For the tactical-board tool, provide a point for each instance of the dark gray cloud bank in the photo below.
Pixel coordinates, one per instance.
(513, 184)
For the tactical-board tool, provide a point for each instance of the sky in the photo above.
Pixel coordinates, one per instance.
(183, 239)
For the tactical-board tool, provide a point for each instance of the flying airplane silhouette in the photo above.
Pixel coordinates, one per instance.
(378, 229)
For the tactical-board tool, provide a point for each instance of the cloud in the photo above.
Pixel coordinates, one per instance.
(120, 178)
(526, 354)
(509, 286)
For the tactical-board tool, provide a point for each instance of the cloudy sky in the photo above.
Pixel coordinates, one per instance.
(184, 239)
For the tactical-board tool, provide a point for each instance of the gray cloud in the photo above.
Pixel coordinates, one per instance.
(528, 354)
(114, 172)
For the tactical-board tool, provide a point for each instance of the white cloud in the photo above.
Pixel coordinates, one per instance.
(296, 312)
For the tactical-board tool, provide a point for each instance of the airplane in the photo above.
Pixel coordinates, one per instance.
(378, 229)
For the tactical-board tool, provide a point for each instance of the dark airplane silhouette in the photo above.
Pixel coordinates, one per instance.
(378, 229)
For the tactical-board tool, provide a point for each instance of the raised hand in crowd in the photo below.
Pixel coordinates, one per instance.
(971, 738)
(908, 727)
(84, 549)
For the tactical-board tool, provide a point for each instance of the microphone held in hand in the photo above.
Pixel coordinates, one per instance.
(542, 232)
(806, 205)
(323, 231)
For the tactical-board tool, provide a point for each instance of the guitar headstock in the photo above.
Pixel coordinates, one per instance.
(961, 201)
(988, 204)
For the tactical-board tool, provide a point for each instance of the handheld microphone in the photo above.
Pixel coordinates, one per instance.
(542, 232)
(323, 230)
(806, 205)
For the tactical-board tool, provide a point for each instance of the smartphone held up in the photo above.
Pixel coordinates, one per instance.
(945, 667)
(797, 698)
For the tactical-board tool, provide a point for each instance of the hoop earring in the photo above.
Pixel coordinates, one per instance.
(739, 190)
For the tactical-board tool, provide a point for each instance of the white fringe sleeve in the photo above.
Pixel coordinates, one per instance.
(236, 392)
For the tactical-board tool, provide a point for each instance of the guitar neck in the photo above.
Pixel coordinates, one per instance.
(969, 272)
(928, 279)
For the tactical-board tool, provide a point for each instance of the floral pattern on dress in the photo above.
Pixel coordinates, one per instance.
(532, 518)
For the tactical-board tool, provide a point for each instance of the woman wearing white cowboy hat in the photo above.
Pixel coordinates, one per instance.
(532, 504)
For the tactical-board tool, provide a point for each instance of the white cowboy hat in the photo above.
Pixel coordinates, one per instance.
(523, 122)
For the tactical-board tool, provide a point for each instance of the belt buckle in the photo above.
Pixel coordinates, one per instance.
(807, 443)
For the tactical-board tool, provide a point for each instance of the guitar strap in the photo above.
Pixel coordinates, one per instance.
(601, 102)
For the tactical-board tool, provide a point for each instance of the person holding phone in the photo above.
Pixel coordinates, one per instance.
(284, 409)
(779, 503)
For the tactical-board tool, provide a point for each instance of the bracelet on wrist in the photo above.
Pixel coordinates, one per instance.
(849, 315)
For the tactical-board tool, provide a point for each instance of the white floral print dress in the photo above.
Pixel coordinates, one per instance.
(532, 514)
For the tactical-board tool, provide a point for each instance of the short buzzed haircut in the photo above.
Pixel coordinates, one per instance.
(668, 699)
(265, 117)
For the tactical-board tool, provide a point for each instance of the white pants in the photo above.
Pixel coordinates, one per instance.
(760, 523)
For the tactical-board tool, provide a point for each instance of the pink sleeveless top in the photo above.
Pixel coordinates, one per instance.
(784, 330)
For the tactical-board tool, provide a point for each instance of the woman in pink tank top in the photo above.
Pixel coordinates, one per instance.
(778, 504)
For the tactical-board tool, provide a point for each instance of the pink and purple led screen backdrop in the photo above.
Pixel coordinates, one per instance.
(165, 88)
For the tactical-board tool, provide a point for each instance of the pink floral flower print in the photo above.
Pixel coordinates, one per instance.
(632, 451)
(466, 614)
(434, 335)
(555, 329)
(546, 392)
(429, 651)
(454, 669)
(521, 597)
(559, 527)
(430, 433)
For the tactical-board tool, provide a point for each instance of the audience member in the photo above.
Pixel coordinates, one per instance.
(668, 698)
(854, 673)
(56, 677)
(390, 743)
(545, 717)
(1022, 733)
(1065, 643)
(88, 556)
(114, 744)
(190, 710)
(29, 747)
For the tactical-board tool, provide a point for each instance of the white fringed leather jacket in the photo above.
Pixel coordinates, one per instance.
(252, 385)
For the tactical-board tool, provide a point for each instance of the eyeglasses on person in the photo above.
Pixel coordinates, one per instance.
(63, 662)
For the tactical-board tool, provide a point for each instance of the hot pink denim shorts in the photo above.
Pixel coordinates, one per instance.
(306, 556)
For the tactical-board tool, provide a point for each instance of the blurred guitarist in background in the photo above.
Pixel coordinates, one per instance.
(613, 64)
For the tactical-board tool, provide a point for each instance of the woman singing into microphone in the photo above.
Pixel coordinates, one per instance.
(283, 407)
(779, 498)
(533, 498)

**Direction**
Quote every line from the line containing "print dress in the photo above." through the closing line of the listing, including both.

**Worked solution**
For the tactical-board tool, provide a point for each instance of the white floral print dress in the photo above.
Pixel coordinates, one per instance.
(532, 514)
For the tactical-board tool, provide a point for each instance of the short buzzed haircut in the photo above.
Pixel coordinates, one per instance.
(668, 699)
(265, 117)
For the tactical-board tool, provide a point for each instance of the white pants in the photo above.
Pixel coordinates, one per instance.
(760, 523)
For the tactical-board tool, provide a point for each instance of the pink sleeveless top in the photo above.
Pixel coordinates, one per instance.
(784, 330)
For the tactical-board tool, provide a point for each instance of the woman in pink tank top in the photo above.
Pixel coordinates, one per instance.
(778, 504)
For the tactical-board tool, provide a point for each instance of the pink and purple led screen backdrop in the photo above.
Pixel coordinates, one per instance.
(165, 88)
For the tactical-board tool, provide a point for each instance of the pink floral flower print in the photo above.
Pixel coordinates, one per instance.
(632, 451)
(466, 614)
(434, 335)
(555, 329)
(546, 392)
(429, 651)
(454, 669)
(521, 597)
(559, 527)
(430, 433)
For the tactical-board tool, provide a point for each instance of the audience member in the photo above.
Pixel coordinates, one per instance.
(668, 698)
(854, 673)
(56, 677)
(390, 743)
(545, 717)
(1022, 733)
(1065, 643)
(88, 556)
(114, 744)
(190, 710)
(29, 747)
For the tactical-board tool, provide a point for each instance of the white fringed leather jacket in the photo above.
Pixel coordinates, one per instance.
(252, 385)
For the tactical-board tool, provide a point for each instance of the eyeglasses on person in the photo above.
Pixel coordinates, one per instance.
(63, 662)
For the tactical-board tool, provide a point for each instance of the hot pink denim shorts in the photo above.
Pixel coordinates, one per instance.
(306, 556)
For the tactical-board tool, provide a point for each instance of the blurred guitarist in background in the photo above.
Pixel coordinates, one per instance.
(613, 64)
For the tactical-board tool, provide a point for each instance of the woman singing into microphone in the photo above.
Pixel coordinates, one per instance.
(283, 407)
(779, 498)
(533, 498)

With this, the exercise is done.